DATASET EXCERPTS »
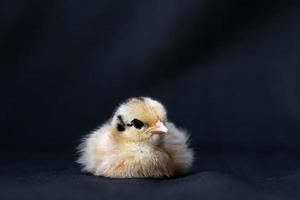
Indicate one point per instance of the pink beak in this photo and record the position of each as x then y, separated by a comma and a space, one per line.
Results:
160, 128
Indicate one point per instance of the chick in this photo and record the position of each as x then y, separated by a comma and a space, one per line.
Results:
138, 141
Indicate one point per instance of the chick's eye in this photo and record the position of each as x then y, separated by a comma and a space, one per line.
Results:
137, 123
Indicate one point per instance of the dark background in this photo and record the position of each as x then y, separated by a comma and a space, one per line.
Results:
227, 71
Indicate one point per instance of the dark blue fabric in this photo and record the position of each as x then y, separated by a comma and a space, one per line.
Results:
227, 71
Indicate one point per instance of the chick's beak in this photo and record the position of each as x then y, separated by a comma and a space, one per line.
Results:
160, 128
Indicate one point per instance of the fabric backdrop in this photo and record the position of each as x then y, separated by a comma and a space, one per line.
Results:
227, 71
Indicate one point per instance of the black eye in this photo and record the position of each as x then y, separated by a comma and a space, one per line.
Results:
137, 123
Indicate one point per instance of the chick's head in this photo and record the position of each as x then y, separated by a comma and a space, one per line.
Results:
140, 119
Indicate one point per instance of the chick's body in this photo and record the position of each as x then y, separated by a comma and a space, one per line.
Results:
137, 142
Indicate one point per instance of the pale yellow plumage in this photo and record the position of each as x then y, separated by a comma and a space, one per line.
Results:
137, 142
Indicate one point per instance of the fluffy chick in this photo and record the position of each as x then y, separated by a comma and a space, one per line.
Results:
138, 141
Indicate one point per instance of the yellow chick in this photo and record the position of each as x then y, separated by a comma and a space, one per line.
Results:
138, 141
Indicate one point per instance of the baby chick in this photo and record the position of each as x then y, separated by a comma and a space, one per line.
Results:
138, 141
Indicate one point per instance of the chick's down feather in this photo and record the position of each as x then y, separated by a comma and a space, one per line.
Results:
138, 141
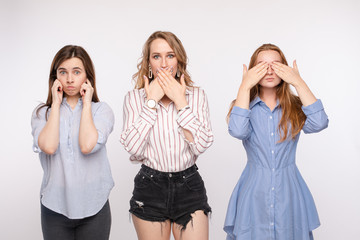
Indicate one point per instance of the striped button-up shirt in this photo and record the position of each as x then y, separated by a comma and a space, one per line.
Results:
156, 137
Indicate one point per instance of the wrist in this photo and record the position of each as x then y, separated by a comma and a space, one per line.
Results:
180, 104
151, 103
55, 105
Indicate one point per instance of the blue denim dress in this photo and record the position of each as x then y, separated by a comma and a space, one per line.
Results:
271, 199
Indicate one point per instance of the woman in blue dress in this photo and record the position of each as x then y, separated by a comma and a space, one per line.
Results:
271, 199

GOAL OF THE EXERCISE »
Restate word for word, please, the line containing "Indicate one point per instance of the fluffy" and all lines after it through the end of the material; the pictures do not belong in the copy.

RESPONSE BELOW »
Indicate one point per instance of the fluffy chick in this photo and record the position of each as x then y, separated by a comma and a space, one per line.
Results:
138, 141
Indicate one point per instance of the yellow chick in this photo and record the position of each as x then y, separated by a comma and a space, one per line.
Results:
138, 141
Indicate one point per instance of the baby chick in this photo and record the position of each as x then y, separated by a comma and a space, one per line.
Results:
138, 141
Indicate one point per instance of the chick's down feather in this photo and record the position of each as x then y, separated by a comma and a space, one per line.
Results:
138, 141
Indicate one point per instance of the striped button-up shirt in this photo and record the position of each as x then y, separated by a comma and a space, one per line.
Results:
156, 137
Indicate one point per instance of the wrist in this photo and record the position of each as x then y, separated by a comma and a space, one per line.
Results:
180, 104
151, 103
55, 105
Indicate one point per instance of the blue denim dress in this photo and record the position of each as x then y, separated by a comma and a space, one per line.
Results:
271, 199
Indicate one point per instance of the woman in blue dress in this photo and record the position of each as x then y, separated by a comma and a space, one per line.
Results:
271, 199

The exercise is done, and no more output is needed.